▶ [What is needed]
Write out the entries, please, from the line containing "Drop a point on every instance of the green foliage" through their final line, exactly and with nothing else.

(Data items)
** START **
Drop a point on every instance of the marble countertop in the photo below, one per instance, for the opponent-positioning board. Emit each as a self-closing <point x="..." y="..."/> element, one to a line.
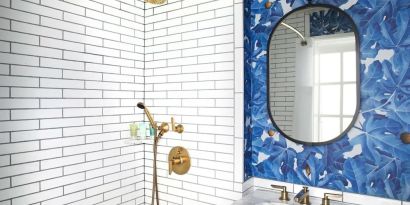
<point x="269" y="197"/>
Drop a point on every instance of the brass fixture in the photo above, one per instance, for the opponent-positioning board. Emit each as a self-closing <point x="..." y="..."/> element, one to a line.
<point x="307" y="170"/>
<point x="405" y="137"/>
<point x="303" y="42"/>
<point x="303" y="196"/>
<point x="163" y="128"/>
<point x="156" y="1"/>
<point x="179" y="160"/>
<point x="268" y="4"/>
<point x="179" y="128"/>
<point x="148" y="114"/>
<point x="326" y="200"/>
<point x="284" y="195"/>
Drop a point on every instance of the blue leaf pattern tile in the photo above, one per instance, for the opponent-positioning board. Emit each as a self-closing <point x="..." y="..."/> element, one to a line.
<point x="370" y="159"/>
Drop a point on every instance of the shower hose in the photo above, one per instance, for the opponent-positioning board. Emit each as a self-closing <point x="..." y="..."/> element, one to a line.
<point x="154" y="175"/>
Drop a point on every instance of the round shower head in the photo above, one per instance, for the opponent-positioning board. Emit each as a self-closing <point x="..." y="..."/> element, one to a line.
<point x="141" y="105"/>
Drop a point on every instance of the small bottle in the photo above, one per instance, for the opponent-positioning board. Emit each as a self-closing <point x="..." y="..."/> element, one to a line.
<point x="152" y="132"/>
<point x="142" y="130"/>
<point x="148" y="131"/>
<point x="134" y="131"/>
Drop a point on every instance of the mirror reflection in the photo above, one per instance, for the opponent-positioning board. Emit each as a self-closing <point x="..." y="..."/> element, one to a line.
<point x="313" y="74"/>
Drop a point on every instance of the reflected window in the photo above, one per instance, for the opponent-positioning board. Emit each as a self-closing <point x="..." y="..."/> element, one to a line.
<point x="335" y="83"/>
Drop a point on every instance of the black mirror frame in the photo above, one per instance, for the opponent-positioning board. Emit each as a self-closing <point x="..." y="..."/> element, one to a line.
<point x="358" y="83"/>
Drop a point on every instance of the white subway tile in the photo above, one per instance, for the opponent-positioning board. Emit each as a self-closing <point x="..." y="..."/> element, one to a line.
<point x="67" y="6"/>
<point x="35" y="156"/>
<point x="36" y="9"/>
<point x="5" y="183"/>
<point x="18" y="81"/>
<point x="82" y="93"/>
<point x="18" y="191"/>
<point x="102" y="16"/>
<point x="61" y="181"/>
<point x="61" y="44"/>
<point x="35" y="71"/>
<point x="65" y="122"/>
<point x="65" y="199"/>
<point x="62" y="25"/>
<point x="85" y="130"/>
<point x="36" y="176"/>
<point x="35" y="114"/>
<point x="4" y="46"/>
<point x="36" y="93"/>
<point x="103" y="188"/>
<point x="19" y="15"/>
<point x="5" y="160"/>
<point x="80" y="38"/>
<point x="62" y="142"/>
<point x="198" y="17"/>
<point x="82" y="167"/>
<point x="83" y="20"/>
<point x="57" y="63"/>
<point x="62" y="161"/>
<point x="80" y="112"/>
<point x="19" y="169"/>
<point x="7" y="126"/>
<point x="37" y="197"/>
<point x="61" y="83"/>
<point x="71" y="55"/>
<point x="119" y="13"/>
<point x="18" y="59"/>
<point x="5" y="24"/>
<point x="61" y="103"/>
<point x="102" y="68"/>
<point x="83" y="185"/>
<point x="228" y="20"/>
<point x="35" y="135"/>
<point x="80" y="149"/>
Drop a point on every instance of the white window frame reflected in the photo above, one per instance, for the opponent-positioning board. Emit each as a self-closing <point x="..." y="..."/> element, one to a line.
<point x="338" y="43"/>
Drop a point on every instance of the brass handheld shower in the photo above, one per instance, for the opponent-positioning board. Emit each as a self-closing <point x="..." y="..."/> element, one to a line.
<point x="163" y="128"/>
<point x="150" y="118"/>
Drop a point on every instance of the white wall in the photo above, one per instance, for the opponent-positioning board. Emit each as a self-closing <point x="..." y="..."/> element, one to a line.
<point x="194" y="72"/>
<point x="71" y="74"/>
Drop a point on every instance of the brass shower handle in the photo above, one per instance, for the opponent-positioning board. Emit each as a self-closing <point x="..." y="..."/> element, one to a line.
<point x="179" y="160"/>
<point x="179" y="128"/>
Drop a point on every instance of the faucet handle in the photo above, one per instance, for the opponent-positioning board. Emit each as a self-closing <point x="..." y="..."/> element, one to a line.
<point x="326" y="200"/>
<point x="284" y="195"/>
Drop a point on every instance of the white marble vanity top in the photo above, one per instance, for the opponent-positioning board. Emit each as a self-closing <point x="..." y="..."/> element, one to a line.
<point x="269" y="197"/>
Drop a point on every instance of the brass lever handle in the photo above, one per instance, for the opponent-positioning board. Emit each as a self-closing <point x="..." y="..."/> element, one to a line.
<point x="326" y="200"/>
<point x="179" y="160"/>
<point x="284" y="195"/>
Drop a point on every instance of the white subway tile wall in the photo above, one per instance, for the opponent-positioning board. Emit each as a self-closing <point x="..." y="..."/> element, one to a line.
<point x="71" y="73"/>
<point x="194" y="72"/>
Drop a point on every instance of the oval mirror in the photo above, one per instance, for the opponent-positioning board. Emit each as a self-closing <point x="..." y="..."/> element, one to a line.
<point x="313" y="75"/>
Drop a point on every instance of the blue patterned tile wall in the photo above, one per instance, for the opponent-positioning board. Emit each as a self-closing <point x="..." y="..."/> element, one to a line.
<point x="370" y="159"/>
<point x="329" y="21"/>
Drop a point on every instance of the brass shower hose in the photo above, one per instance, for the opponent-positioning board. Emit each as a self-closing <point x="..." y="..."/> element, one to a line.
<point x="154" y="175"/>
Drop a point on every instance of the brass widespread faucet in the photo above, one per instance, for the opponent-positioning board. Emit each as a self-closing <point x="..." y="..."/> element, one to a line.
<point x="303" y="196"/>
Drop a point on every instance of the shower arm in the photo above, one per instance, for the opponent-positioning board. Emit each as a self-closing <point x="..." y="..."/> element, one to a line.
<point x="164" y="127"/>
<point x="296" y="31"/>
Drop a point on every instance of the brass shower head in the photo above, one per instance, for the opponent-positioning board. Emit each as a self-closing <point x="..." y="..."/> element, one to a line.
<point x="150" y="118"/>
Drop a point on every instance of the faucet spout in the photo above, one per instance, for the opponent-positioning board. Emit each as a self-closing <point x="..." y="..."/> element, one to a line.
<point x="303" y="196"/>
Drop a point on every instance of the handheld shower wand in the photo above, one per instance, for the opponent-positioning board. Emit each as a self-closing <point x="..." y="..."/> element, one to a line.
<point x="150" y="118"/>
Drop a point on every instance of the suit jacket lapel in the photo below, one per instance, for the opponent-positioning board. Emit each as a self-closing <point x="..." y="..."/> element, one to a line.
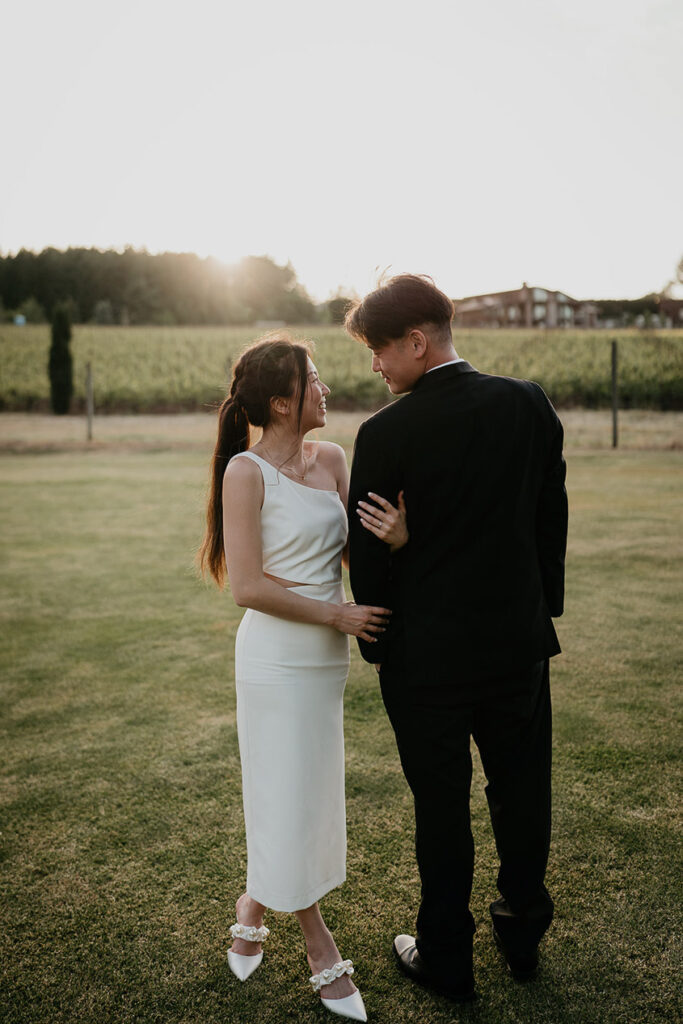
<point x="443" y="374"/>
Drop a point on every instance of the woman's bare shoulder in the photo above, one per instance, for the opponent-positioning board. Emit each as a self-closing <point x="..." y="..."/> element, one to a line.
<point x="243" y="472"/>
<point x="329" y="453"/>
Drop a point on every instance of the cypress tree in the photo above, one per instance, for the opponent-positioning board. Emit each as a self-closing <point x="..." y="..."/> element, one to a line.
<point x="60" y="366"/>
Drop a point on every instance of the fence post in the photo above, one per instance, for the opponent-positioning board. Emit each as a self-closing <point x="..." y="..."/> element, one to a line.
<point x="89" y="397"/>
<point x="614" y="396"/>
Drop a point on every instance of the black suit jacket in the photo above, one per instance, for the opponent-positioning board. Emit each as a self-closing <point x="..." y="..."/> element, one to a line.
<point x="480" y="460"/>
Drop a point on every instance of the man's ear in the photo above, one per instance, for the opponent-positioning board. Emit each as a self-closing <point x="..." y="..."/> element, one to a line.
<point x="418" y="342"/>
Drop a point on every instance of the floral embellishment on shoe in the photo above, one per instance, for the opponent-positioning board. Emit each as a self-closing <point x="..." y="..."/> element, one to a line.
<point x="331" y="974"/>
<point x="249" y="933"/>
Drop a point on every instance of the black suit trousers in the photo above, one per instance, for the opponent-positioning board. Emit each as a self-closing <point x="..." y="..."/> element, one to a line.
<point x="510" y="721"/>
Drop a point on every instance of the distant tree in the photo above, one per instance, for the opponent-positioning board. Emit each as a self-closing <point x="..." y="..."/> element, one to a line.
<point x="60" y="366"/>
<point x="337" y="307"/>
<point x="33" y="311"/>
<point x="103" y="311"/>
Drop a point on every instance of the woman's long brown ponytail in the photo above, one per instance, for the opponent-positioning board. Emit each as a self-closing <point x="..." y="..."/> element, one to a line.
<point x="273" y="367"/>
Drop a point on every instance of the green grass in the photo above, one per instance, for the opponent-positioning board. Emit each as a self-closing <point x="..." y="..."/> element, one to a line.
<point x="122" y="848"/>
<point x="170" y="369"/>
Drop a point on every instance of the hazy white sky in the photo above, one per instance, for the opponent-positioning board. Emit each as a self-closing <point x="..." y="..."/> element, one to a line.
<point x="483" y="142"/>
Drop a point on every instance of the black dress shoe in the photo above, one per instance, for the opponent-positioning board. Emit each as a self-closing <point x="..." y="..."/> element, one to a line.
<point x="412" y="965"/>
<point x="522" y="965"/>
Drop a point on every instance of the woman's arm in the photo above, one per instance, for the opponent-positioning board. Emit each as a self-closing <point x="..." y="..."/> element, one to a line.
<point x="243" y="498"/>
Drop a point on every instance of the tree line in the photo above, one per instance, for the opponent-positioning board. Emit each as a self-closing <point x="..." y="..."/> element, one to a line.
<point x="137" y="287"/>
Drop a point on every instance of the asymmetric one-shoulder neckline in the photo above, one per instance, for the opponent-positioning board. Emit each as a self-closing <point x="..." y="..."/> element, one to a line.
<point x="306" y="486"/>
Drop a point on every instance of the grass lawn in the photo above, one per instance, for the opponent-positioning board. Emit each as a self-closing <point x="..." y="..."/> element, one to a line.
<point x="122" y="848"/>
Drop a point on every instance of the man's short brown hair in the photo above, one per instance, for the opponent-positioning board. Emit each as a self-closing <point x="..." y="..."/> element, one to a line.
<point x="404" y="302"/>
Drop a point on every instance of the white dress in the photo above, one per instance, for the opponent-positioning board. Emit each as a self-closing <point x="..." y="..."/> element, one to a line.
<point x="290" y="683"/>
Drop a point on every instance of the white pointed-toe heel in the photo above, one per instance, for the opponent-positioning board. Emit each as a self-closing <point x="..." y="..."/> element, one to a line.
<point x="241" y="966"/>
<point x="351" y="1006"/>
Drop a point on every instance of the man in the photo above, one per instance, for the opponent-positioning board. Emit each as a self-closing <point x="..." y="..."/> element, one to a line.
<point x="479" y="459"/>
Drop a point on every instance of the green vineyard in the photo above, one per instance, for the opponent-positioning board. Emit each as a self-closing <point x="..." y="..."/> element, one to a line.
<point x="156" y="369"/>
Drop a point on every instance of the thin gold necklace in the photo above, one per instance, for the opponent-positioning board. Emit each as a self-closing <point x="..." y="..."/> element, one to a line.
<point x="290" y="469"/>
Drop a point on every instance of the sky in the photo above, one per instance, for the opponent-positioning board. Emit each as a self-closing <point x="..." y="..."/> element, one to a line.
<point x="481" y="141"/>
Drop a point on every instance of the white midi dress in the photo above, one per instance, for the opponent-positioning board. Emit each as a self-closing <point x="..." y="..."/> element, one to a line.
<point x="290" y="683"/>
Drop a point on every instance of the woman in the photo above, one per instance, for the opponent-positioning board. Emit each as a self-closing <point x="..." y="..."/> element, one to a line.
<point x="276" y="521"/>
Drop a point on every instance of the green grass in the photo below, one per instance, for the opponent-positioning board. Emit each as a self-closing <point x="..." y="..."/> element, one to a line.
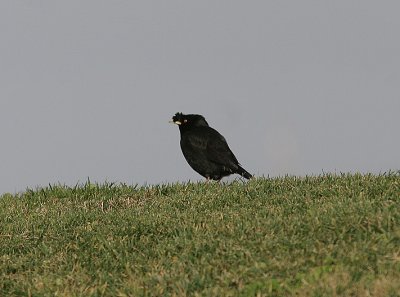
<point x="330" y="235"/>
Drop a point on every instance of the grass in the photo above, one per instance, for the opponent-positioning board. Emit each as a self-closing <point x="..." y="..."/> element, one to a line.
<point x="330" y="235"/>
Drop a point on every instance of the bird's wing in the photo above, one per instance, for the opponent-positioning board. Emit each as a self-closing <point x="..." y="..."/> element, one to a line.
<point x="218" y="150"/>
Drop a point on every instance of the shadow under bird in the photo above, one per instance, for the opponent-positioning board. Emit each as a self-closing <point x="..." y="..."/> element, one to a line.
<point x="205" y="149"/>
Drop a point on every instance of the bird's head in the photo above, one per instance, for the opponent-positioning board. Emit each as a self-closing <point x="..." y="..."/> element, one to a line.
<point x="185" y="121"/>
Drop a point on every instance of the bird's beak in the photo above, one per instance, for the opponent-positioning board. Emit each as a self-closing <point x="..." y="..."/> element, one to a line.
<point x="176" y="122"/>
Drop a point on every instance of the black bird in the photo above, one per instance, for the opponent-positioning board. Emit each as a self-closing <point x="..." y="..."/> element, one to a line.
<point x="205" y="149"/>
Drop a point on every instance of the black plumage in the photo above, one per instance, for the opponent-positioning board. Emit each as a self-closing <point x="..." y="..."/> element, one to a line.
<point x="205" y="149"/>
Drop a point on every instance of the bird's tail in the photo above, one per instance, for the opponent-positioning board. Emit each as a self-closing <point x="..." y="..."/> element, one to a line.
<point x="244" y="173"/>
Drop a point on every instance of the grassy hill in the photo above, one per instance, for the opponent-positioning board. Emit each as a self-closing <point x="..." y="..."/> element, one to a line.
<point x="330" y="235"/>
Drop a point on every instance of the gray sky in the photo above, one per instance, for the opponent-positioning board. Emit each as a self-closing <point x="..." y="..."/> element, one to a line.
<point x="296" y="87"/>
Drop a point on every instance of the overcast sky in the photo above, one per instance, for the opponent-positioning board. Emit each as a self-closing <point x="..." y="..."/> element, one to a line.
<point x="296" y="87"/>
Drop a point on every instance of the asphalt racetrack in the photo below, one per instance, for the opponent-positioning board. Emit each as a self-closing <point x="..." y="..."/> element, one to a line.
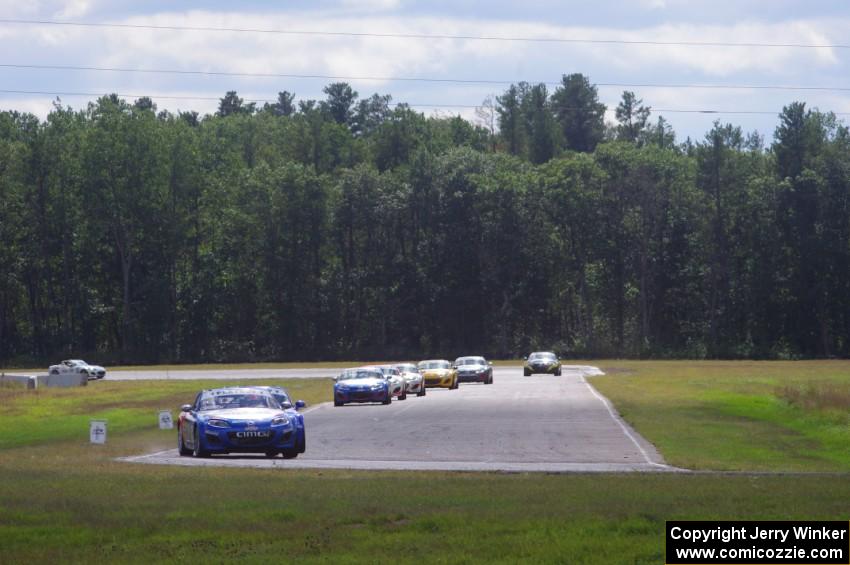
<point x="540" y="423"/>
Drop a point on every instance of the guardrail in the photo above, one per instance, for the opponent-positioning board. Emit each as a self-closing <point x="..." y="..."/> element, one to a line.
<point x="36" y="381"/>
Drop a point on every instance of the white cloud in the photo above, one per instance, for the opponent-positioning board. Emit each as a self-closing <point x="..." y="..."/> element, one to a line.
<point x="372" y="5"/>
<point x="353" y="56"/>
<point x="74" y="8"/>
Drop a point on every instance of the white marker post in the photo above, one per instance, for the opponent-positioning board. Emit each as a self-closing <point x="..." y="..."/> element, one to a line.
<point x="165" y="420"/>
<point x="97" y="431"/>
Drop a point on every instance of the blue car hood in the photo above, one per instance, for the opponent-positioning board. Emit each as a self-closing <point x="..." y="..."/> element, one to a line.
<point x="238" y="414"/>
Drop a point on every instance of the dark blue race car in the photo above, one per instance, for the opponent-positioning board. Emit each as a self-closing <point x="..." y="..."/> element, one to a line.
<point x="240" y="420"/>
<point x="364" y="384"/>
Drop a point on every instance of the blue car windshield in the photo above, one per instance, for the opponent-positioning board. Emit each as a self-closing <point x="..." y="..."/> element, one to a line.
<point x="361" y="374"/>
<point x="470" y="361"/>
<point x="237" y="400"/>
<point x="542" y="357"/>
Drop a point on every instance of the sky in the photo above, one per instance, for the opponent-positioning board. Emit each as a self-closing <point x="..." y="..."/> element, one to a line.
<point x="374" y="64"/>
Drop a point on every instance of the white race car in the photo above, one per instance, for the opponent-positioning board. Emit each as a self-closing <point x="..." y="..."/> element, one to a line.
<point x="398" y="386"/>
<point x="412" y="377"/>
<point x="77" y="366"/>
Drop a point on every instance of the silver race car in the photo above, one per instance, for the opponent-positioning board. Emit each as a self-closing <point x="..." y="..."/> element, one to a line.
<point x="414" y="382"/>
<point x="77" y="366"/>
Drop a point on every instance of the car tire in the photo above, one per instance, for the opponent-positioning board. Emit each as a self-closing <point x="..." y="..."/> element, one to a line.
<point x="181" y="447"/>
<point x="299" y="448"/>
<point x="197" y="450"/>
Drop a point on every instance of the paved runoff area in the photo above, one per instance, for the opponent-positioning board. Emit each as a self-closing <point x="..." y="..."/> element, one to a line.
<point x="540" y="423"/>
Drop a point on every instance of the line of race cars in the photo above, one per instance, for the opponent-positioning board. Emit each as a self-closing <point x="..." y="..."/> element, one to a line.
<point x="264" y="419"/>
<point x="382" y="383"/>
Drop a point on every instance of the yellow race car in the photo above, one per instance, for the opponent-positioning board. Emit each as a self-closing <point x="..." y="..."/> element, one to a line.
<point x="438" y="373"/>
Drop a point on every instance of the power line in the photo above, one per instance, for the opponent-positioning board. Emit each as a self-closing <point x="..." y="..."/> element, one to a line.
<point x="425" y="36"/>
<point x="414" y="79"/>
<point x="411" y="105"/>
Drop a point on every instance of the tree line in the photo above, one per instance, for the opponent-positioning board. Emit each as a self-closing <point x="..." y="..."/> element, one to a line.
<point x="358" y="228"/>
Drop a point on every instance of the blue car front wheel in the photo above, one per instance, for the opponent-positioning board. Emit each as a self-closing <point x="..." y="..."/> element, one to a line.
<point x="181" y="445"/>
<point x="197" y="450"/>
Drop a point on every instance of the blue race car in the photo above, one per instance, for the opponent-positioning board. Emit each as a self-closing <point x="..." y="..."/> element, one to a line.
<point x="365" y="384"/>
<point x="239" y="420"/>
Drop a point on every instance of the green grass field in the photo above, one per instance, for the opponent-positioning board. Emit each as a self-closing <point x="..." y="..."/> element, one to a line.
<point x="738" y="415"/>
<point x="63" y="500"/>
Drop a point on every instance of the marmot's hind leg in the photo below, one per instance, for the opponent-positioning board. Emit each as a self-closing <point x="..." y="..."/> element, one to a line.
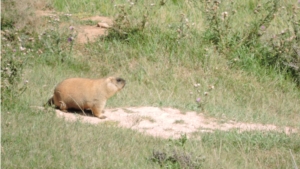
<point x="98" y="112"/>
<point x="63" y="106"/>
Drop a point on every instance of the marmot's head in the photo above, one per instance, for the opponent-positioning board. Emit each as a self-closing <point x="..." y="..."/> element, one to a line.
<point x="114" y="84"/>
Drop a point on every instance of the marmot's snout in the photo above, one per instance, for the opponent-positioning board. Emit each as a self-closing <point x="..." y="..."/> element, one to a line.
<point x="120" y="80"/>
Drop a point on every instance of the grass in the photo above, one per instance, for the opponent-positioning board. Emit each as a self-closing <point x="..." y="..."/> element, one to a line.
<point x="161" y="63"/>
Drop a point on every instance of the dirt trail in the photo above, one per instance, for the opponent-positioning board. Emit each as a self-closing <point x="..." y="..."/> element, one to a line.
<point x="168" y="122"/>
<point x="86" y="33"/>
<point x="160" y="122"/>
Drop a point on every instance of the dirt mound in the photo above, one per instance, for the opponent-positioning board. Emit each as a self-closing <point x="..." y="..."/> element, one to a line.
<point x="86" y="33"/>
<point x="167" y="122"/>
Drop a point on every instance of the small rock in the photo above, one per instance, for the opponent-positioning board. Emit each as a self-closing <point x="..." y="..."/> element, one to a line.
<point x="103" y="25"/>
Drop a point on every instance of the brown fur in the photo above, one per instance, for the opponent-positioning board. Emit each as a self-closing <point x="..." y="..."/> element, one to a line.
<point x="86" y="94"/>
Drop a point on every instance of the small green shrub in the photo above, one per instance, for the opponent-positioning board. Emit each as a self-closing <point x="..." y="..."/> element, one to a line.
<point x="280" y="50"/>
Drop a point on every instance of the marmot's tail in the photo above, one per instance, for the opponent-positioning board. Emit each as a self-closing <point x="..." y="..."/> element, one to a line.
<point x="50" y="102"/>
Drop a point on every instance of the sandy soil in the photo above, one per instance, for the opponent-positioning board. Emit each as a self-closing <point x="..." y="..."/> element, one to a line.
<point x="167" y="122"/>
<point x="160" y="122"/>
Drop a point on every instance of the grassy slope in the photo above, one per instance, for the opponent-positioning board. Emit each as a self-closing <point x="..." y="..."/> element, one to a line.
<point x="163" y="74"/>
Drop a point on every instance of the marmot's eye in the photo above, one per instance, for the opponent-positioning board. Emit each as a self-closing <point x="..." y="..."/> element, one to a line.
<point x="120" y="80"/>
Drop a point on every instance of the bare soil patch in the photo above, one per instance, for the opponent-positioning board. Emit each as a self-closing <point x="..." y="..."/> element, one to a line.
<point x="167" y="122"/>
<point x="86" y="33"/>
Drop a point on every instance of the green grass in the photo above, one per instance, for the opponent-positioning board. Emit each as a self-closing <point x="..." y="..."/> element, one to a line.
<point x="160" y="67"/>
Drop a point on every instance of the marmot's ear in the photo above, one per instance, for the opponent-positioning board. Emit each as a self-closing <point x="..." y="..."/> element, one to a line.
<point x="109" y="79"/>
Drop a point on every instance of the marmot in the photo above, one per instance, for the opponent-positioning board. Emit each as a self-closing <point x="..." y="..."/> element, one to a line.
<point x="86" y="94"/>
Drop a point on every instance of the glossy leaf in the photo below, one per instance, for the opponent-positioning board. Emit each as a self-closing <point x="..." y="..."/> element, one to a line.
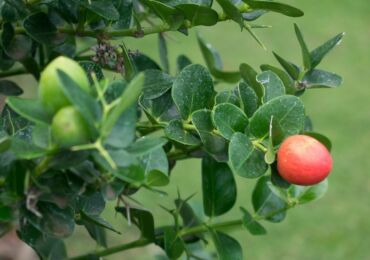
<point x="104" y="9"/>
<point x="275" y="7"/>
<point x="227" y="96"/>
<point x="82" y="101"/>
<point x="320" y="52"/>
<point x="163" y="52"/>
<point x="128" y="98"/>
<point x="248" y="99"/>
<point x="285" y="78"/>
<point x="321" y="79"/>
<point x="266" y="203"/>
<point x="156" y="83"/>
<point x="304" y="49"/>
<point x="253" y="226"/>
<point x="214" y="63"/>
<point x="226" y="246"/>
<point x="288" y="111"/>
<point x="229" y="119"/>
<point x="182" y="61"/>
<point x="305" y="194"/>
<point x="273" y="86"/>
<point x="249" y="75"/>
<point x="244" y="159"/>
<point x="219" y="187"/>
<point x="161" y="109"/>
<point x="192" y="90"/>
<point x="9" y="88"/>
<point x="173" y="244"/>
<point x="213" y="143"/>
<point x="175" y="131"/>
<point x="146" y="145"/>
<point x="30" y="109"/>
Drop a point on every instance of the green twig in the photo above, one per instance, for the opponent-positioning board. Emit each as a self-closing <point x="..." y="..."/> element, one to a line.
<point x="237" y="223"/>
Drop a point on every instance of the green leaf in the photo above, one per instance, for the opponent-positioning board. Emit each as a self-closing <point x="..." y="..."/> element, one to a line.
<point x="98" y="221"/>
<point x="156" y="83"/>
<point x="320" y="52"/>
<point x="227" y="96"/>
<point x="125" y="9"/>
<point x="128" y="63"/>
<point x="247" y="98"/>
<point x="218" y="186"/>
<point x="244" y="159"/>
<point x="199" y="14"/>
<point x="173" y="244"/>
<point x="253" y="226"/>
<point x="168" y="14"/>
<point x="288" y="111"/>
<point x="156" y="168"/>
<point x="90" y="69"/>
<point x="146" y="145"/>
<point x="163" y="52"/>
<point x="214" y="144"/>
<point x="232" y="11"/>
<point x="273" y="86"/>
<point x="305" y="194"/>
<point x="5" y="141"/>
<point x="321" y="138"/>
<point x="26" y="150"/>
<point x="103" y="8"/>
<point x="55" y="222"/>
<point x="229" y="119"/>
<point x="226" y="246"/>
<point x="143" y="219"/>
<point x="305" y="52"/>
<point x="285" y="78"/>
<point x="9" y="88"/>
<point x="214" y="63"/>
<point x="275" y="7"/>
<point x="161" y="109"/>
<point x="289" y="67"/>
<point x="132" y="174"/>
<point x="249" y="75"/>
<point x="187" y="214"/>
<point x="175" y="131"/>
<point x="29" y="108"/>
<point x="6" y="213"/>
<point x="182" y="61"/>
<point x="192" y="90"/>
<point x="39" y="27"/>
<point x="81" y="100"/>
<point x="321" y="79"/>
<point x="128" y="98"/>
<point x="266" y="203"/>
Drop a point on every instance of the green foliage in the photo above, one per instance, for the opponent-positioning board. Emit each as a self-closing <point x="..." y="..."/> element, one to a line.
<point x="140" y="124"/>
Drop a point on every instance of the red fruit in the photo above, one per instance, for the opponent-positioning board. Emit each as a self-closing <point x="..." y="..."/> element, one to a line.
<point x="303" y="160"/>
** END **
▶ [Correct response]
Drop a point on every instance of the green foliage in the photo above, one per instance, for the opponent-positioning board. Emit each as a self-closing <point x="..." y="..."/> element, one to a line.
<point x="140" y="124"/>
Drop a point on every instance of the red fruit in the photo above, one per instance, for the opponent-positioning board. Emit each as a self-closing <point x="..." y="..."/> element, one to a line.
<point x="303" y="160"/>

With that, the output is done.